--- YOUR OBJECTIVE ---
Please reproduce the material below, switching every "coordinates" to "pixel coordinates" and leaving everything else unchanged.

--- Detection annotation records ---

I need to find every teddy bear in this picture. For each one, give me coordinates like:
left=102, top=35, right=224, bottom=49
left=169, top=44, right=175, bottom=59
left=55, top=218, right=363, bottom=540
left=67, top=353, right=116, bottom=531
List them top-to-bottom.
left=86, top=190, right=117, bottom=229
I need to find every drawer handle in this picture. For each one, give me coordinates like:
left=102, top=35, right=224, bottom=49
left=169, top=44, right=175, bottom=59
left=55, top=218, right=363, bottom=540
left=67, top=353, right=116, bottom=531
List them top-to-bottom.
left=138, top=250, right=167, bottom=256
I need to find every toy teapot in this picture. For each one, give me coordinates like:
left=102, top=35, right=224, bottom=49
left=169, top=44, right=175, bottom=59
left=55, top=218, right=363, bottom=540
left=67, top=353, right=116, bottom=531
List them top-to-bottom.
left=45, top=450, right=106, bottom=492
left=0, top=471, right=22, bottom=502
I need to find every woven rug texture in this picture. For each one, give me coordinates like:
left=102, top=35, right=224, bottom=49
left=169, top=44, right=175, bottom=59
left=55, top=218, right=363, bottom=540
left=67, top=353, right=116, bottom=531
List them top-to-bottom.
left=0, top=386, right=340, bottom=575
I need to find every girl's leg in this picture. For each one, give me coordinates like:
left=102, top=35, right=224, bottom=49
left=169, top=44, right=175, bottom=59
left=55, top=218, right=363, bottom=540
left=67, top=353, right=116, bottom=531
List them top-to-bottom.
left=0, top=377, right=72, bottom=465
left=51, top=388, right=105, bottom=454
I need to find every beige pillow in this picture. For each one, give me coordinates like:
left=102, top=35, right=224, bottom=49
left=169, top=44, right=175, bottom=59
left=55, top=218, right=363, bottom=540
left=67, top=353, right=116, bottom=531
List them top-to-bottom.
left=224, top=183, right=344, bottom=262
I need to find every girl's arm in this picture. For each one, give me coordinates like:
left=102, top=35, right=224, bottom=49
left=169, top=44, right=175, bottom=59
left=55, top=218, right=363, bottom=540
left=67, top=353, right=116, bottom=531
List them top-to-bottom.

--- ANSWER FOR THIS EXERCISE ---
I need to find every teddy bear in this picture. For each one, give me pixel coordinates like:
left=102, top=35, right=224, bottom=49
left=169, top=44, right=175, bottom=59
left=55, top=218, right=363, bottom=540
left=67, top=353, right=116, bottom=531
List them top-to-bottom.
left=86, top=190, right=117, bottom=229
I need to find every drawer handle in this picture. For each one, give me pixel coordinates like:
left=102, top=35, right=224, bottom=49
left=169, top=44, right=175, bottom=59
left=55, top=218, right=363, bottom=540
left=67, top=353, right=116, bottom=531
List them top-to-bottom.
left=138, top=250, right=167, bottom=256
I need to find every toy teapot in this picture. For each one, give me pixel coordinates like:
left=102, top=35, right=224, bottom=49
left=169, top=44, right=175, bottom=59
left=55, top=218, right=363, bottom=540
left=67, top=353, right=116, bottom=531
List them top-to-bottom.
left=45, top=450, right=106, bottom=492
left=0, top=471, right=22, bottom=502
I need to find every woven rug texture in this picture. For each one, give me pixel coordinates like:
left=102, top=35, right=224, bottom=49
left=169, top=44, right=175, bottom=59
left=55, top=218, right=363, bottom=540
left=67, top=353, right=116, bottom=531
List them top-to-bottom.
left=0, top=386, right=340, bottom=575
I need to find every girl's leg in this picture. For each one, give me pixel coordinates like:
left=102, top=35, right=224, bottom=49
left=169, top=44, right=175, bottom=59
left=55, top=218, right=363, bottom=540
left=67, top=353, right=116, bottom=531
List them top-to-bottom.
left=0, top=377, right=72, bottom=465
left=51, top=388, right=105, bottom=454
I need to find every beige pillow in this picture. For each one, give me pixel coordinates like:
left=102, top=35, right=224, bottom=49
left=169, top=44, right=175, bottom=59
left=55, top=218, right=363, bottom=540
left=67, top=353, right=116, bottom=531
List them top-to-bottom.
left=224, top=183, right=344, bottom=262
I need to find every girl's arm in this picture. For each one, give me pixel coordinates like:
left=102, top=35, right=224, bottom=49
left=169, top=44, right=175, bottom=59
left=55, top=218, right=363, bottom=540
left=67, top=353, right=116, bottom=531
List them top-to-bottom.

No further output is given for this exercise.